[Data entries]
-- Start --

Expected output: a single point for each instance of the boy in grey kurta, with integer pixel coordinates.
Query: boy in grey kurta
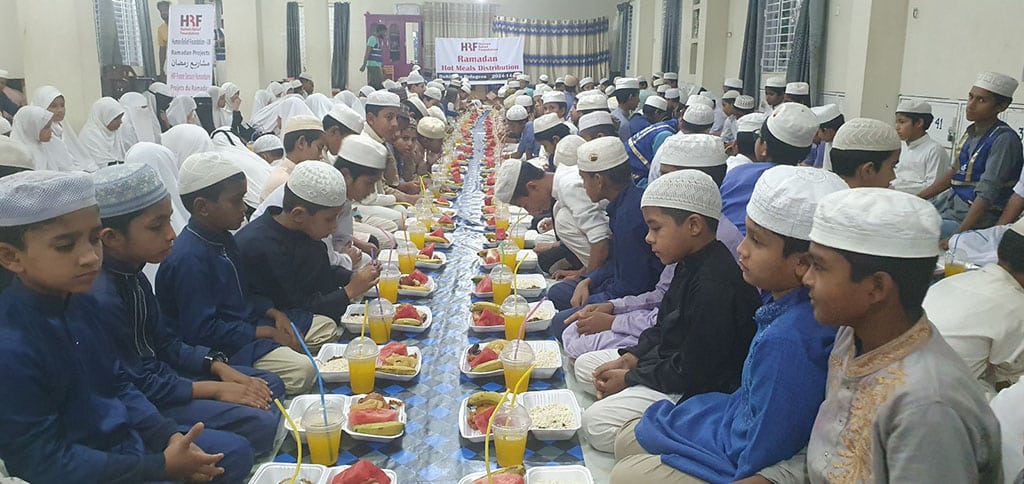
(900, 404)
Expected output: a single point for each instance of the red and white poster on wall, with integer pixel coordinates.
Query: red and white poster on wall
(482, 60)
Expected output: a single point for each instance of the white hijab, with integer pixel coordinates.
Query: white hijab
(185, 140)
(140, 123)
(181, 111)
(43, 96)
(320, 104)
(49, 156)
(104, 146)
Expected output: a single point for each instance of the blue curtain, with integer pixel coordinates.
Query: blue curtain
(294, 51)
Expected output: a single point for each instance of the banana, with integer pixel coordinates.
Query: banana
(384, 429)
(484, 398)
(480, 306)
(492, 365)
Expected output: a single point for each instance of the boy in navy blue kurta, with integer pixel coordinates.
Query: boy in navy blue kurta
(71, 414)
(186, 383)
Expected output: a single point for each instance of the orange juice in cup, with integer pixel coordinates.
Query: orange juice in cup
(361, 355)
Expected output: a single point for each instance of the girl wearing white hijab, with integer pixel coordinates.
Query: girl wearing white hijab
(185, 140)
(181, 111)
(50, 98)
(34, 129)
(101, 134)
(140, 123)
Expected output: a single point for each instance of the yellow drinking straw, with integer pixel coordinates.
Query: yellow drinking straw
(298, 439)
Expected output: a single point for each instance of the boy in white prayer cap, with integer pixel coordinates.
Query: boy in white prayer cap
(923, 160)
(702, 326)
(864, 152)
(989, 159)
(722, 437)
(284, 245)
(894, 384)
(225, 316)
(75, 414)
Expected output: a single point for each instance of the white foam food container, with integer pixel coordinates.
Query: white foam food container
(332, 473)
(374, 438)
(273, 473)
(352, 319)
(541, 319)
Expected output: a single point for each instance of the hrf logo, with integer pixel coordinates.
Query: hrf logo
(192, 20)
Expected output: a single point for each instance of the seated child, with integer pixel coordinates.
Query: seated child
(189, 384)
(719, 437)
(202, 286)
(75, 416)
(900, 406)
(705, 322)
(284, 246)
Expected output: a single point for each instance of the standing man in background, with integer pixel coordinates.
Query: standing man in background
(373, 59)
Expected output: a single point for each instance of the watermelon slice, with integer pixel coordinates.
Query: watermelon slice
(377, 415)
(485, 286)
(491, 318)
(361, 473)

-- End --

### WORK TO BE COMPLETED
Take the line with "Expected output: a single point for each instance of the hrf" and all lines after it through the end of the records, and write them out exactly; include nothing else.

### EXERCISE ANSWER
Expected output: a single point for each instance of the hrf logo, with integer pixel coordinates.
Query: hrf logo
(192, 20)
Expected output: a single point for each instance of the seated child, with integer pixel coordinates.
Query: seated child
(189, 384)
(719, 437)
(202, 286)
(75, 416)
(900, 406)
(705, 322)
(284, 246)
Expected output: a single point for each instance of the standing man in background, with integer pixel coordinates.
Query: standing man in background
(373, 59)
Expected output: a single point for each instance of the watermelon slice, with integer pixel coordinates.
Query: watermelon slice
(377, 415)
(485, 286)
(491, 318)
(361, 473)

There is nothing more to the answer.